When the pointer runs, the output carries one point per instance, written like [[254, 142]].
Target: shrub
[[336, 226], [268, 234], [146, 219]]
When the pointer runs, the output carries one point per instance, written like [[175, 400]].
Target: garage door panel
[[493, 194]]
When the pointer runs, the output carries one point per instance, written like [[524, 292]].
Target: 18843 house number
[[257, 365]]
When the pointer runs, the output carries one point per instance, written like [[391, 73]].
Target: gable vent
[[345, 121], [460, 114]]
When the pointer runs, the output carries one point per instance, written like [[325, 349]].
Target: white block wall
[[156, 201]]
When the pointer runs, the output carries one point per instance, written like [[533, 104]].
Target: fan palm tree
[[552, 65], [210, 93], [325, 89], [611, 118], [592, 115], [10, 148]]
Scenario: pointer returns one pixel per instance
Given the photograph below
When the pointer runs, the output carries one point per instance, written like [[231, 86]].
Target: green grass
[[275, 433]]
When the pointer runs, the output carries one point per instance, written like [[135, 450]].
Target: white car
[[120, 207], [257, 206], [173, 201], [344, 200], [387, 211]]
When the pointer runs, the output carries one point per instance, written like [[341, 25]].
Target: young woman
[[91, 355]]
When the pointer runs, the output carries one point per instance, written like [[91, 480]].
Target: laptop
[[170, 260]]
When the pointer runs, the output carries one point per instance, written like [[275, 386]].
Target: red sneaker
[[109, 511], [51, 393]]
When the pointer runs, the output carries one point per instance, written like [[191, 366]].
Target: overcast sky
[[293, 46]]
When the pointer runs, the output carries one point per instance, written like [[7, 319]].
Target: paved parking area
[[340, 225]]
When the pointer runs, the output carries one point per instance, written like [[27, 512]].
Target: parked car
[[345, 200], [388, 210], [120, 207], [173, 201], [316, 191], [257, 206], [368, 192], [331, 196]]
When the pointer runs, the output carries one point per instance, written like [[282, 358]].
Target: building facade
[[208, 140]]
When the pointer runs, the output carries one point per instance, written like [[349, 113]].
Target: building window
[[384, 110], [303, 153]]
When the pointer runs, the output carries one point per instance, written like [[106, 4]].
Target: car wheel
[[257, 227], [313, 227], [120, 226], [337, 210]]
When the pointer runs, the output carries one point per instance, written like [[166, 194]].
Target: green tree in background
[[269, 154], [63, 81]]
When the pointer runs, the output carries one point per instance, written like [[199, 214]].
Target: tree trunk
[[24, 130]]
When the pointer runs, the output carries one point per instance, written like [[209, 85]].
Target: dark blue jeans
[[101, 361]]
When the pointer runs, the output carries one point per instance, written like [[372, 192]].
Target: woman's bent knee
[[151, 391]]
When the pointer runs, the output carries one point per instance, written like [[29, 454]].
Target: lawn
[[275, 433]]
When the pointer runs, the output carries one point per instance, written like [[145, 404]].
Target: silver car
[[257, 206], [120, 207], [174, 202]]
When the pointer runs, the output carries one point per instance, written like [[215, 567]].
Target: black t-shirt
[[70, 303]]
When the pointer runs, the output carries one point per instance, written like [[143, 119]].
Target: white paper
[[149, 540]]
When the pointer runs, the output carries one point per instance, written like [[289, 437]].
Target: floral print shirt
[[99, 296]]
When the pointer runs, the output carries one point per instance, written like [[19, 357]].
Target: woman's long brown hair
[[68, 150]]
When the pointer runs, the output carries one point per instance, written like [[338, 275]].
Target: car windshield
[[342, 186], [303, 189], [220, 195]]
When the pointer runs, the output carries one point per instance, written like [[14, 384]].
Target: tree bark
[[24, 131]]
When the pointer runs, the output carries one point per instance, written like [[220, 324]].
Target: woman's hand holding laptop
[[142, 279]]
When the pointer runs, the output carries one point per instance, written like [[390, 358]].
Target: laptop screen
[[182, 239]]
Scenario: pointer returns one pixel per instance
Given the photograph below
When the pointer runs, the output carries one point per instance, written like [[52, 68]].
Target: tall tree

___

Please turn the rows above into a JSON list of strings, with one string for each line and blank lines left out.

[
  "When the pointer runs, the output carries one point per instance, written like [[254, 142]].",
  "Target: shrub",
  "[[336, 226], [268, 234], [146, 219]]",
  "When the pointer runs, the output carries one point per instance, written like [[175, 400]].",
  "Target: garage door panel",
  "[[493, 194]]",
  "When the pointer runs, the output carries one point per instance, written like [[524, 292]].",
  "Target: 18843 house number",
  "[[257, 365]]",
  "When the pointer runs, the output carries one point per instance, written like [[391, 73]].",
  "Target: gable vent",
  "[[345, 121], [460, 114]]",
  "When the pointer runs, the output carries one point per instance, written like [[325, 349]].",
  "Target: white block wall",
  "[[156, 201]]",
  "When the pointer runs, the output carries one point per instance, written like [[533, 104]].",
  "Target: fan palm tree",
  "[[552, 65], [210, 93], [325, 89], [611, 118], [592, 115], [10, 148]]",
  "Scenario: pointer returns one pixel per instance",
  "Given the photograph below",
  "When the pointer runs, the output carries one point per instance, written like [[231, 86]].",
  "Target: green grass",
  "[[275, 433]]",
  "When the pointer runs, the output carries one point per instance, written like [[135, 450]].",
  "Target: white car",
  "[[120, 207], [257, 206], [173, 201], [344, 200], [387, 211]]",
  "When the pointer runs, the output carries one point per instance, written like [[341, 25]].",
  "Target: young woman",
  "[[91, 355]]",
  "When the pointer runs, the output carries one point per instance, written like [[91, 480]].",
  "Target: laptop",
  "[[170, 260]]",
  "When the pointer runs, the output carries one point per instance, written like [[275, 386]].",
  "Target: red sneaker",
  "[[109, 511], [51, 393]]",
  "When the pointer runs, the output carries one point per instance, written like [[191, 366]].",
  "Target: overcast sky",
  "[[293, 46]]",
  "When the pointer runs, the output carries one point per instance, written like [[7, 319]].",
  "Target: paved parking area",
  "[[340, 225]]",
  "When the pointer runs, the output carries one point per instance, written like [[27, 512]].",
  "Target: parked car",
  "[[345, 200], [388, 210], [120, 207], [173, 201], [316, 191], [257, 206], [368, 192], [331, 196]]",
  "When the pointer runs, the output carries one point per instance, written like [[282, 358]].",
  "Target: building facade",
  "[[208, 140]]",
  "When the pointer runs, the output carries one point per instance, written like [[349, 113]].",
  "Target: building window",
  "[[384, 110], [303, 153]]",
  "When the pointer runs, the output carries one point per instance, written like [[106, 4]].",
  "Target: car wheel",
  "[[257, 227], [313, 227], [120, 226], [337, 210]]",
  "When the pointer runs, the output carries one point per instance, written like [[166, 194]].",
  "Target: green tree in background",
  "[[269, 154], [63, 81]]",
  "When the pointer runs, the output carries one point per instance, written like [[199, 214]].",
  "Target: tree trunk",
  "[[24, 130]]",
  "When the pointer runs, the output carries one point per instance, written like [[209, 85]].",
  "Target: dark blue jeans",
  "[[101, 361]]",
  "When the pointer runs, the output carries one point per instance, written like [[372, 192]].",
  "Target: woman's bent knee",
  "[[151, 391]]",
  "When the pointer runs, the output carries one point per instance, written like [[29, 454]].",
  "Target: lawn",
  "[[275, 433]]",
  "When the pointer runs, the output carries one point per instance, written like [[145, 404]].",
  "Target: silver car",
  "[[257, 206], [120, 207], [174, 202]]",
  "When the pointer runs, the output carries one point per instance, written like [[215, 567]].",
  "Target: black t-shirt",
  "[[70, 303]]",
  "When the pointer runs, the output carries one point per instance, written like [[143, 119]].",
  "Target: white paper",
  "[[149, 540]]",
  "When the pointer runs, the output carries one point per instance, written like [[289, 437]].",
  "Target: floral print shirt",
  "[[99, 296]]",
  "When the pointer runs, the output carries one point per instance, written like [[19, 357]].",
  "Target: woman's long brown hair",
  "[[68, 150]]",
  "When the pointer runs, the output carries one point per instance, written like [[338, 275]].",
  "Target: car windshield",
  "[[342, 186], [303, 189], [220, 195]]",
  "When the pointer runs, the output carries one point per instance, written like [[14, 384]].",
  "Target: tree bark",
  "[[24, 131]]",
  "When the pointer runs, the output carries one point per instance, written like [[220, 324]].",
  "Target: woman's hand holding laptop",
  "[[142, 279]]",
  "When the pointer runs, the output carries one point per instance, written like [[390, 358]].",
  "Target: laptop screen",
  "[[182, 239]]",
  "Scenario: pointer returns one pixel per instance",
  "Given the photograph below",
  "When the pointer runs, the output carries one point per instance, written like [[52, 68]].",
  "Target: tall tree"
]